------ The data

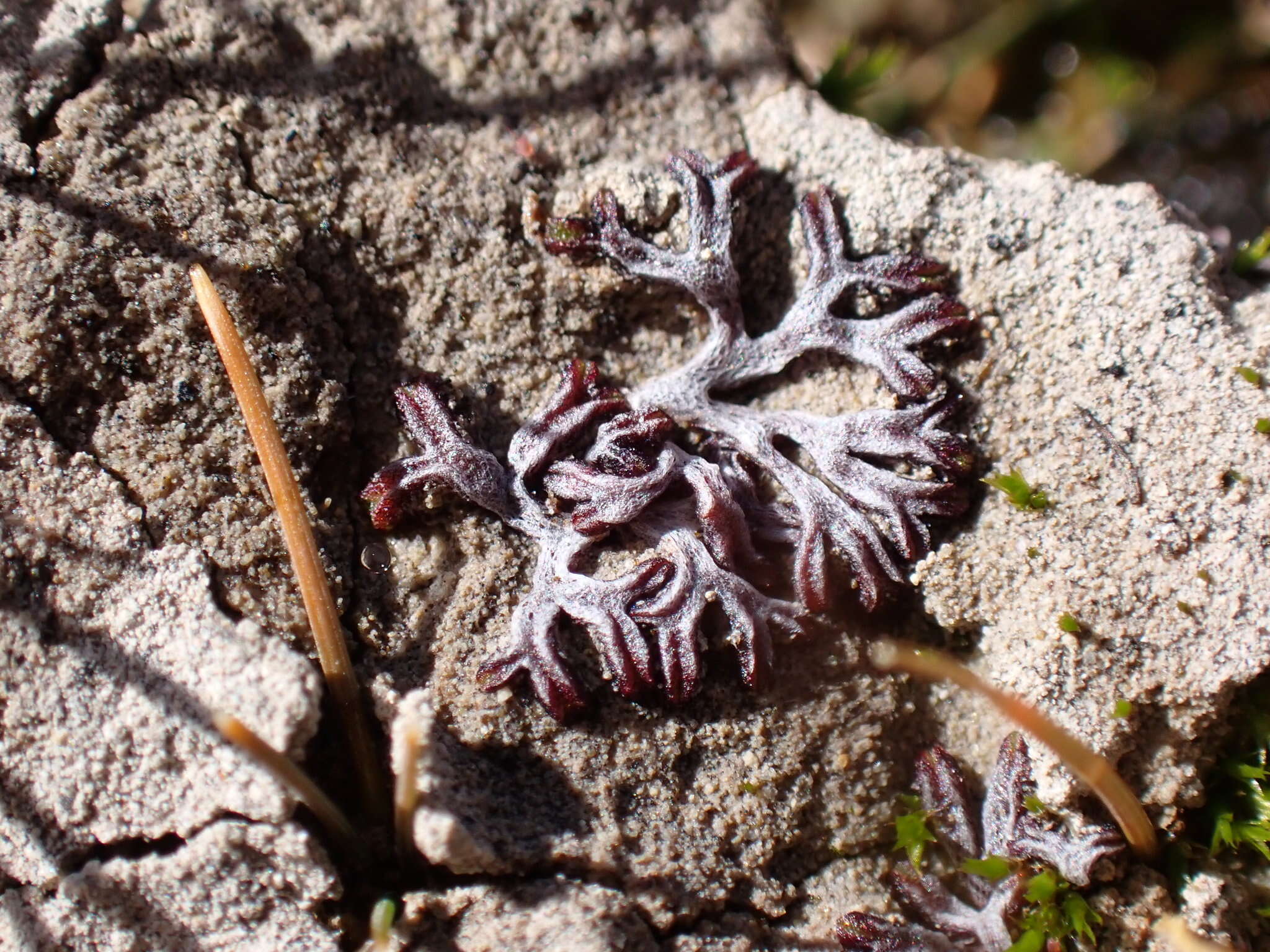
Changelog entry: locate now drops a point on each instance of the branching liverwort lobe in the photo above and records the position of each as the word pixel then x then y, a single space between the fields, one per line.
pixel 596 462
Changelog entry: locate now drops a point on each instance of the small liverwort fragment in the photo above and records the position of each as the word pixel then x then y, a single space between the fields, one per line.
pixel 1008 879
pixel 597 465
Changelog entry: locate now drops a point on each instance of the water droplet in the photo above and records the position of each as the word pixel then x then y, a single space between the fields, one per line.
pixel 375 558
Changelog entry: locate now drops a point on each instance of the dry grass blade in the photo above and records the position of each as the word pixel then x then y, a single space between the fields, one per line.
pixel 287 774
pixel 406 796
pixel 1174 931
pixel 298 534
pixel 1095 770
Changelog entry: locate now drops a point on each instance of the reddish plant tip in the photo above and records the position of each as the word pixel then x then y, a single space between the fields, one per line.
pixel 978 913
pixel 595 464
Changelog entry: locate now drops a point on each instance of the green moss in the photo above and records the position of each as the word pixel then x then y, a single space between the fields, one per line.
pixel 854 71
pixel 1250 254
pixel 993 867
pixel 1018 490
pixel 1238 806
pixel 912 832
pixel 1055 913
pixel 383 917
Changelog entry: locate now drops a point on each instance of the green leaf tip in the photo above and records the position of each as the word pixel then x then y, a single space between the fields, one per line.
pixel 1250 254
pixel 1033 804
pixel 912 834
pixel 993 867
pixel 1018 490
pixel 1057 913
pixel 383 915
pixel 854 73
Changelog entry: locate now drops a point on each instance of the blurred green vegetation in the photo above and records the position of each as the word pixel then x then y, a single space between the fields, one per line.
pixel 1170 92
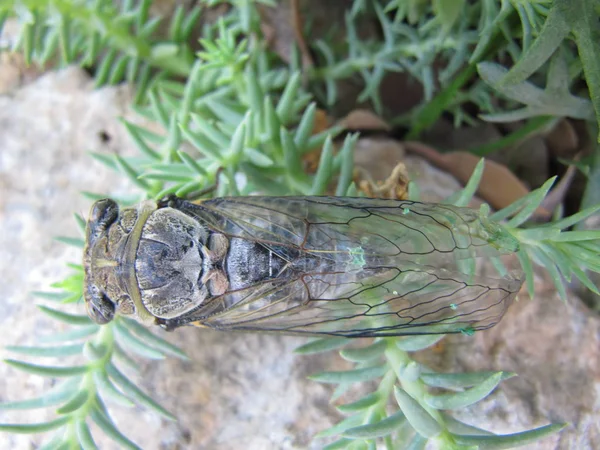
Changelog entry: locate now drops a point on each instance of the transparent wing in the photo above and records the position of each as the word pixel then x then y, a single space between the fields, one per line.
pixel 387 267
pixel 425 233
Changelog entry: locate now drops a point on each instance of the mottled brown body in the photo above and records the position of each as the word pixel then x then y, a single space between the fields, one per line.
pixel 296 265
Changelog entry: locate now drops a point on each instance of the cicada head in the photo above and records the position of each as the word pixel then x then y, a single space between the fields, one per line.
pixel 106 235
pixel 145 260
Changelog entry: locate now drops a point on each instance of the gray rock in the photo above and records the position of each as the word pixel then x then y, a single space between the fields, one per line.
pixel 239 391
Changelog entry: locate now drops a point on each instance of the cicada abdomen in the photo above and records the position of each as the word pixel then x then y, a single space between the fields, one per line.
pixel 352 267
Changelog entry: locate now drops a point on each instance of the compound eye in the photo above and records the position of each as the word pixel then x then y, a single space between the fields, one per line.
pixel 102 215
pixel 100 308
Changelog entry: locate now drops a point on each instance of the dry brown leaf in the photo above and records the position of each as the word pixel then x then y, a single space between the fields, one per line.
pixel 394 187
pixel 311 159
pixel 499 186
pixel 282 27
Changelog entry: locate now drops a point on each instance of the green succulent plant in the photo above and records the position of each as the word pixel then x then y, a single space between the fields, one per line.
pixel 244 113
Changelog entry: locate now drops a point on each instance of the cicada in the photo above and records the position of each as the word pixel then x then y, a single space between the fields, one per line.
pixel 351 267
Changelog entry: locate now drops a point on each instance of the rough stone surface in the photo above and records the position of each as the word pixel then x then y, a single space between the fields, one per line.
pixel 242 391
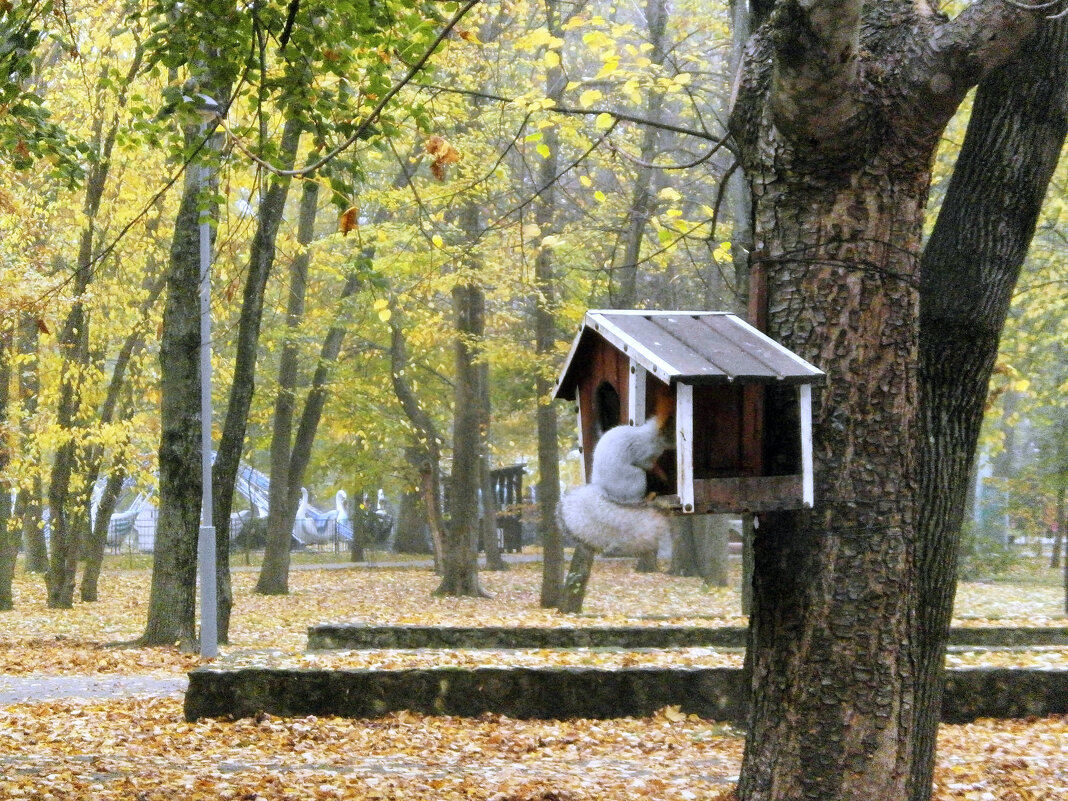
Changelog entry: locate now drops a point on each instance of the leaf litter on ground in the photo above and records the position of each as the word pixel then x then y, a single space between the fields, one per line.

------------

Work to be completed: Take the lines from the one that contains "the cicada in" down to the last line of the listing above, both included, and set them down exactly, leaving out pictures.

Problem solution:
Changelog entry: locate now drops a point on each instance of the cicada in the photo above and records the position of each as the word pixel then x then y, a single space between the fields, one per line.
pixel 351 267
Changelog entry: locate now drops a point on each instance of the rough stone surface in the photo above and records the position of each as the word pixel then x then y, a single space between the fields, one per line.
pixel 242 391
Changelog entry: locate now drops a point on each instance of the leaf litter on ground in the photo above and records the position of each as the word pixel then x then y, a single space between the fields, one per line.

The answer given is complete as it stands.